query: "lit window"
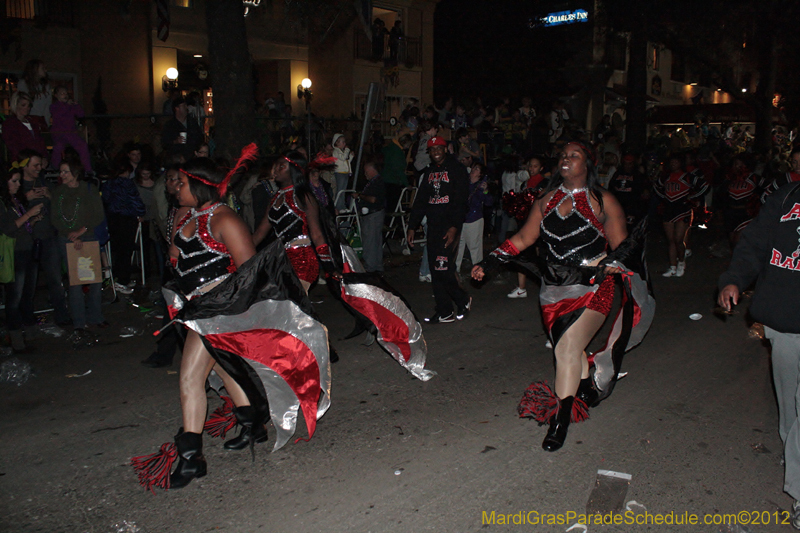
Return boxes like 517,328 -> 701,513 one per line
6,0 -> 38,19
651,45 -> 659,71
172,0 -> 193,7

==

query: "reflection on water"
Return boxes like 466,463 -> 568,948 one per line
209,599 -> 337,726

---

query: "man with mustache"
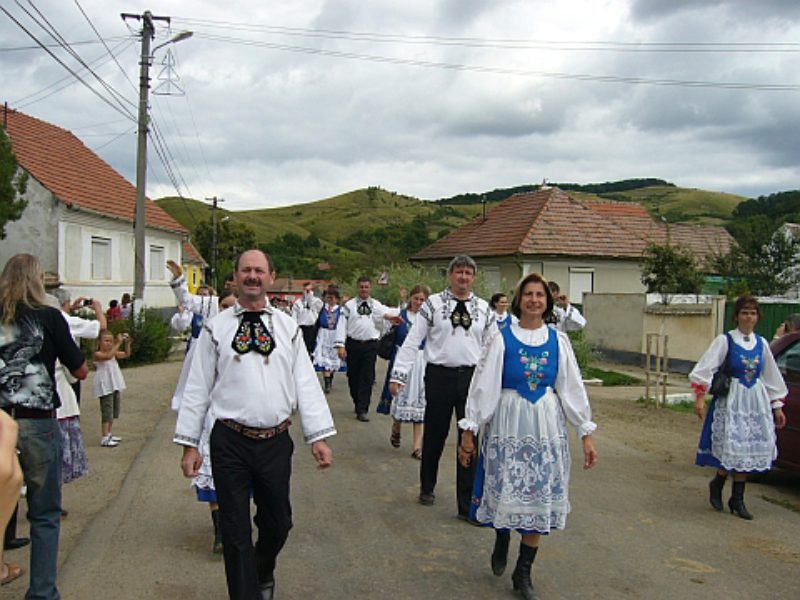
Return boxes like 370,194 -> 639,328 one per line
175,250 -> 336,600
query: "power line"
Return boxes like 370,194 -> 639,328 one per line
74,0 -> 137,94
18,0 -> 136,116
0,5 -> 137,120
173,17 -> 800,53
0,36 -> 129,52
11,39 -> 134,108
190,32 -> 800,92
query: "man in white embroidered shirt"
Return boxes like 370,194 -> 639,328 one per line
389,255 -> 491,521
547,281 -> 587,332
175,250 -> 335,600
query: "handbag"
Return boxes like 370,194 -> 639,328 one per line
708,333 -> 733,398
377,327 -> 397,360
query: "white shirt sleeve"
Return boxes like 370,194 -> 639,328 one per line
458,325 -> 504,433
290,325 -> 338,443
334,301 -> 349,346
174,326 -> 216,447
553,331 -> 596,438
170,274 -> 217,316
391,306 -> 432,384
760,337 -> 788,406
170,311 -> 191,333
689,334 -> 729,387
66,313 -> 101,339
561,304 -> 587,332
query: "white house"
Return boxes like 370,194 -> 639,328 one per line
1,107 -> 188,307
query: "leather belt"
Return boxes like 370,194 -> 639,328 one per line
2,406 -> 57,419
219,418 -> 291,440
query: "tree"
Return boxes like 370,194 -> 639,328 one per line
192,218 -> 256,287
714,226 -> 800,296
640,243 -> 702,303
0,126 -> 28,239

#### WHAT IS BEING ASKED
Reproduce every line in the records above that contains the word "shirt".

#### EXERCISE RESPONSE
query: "man in white embroidered shirt"
query: "white shirt sleeve"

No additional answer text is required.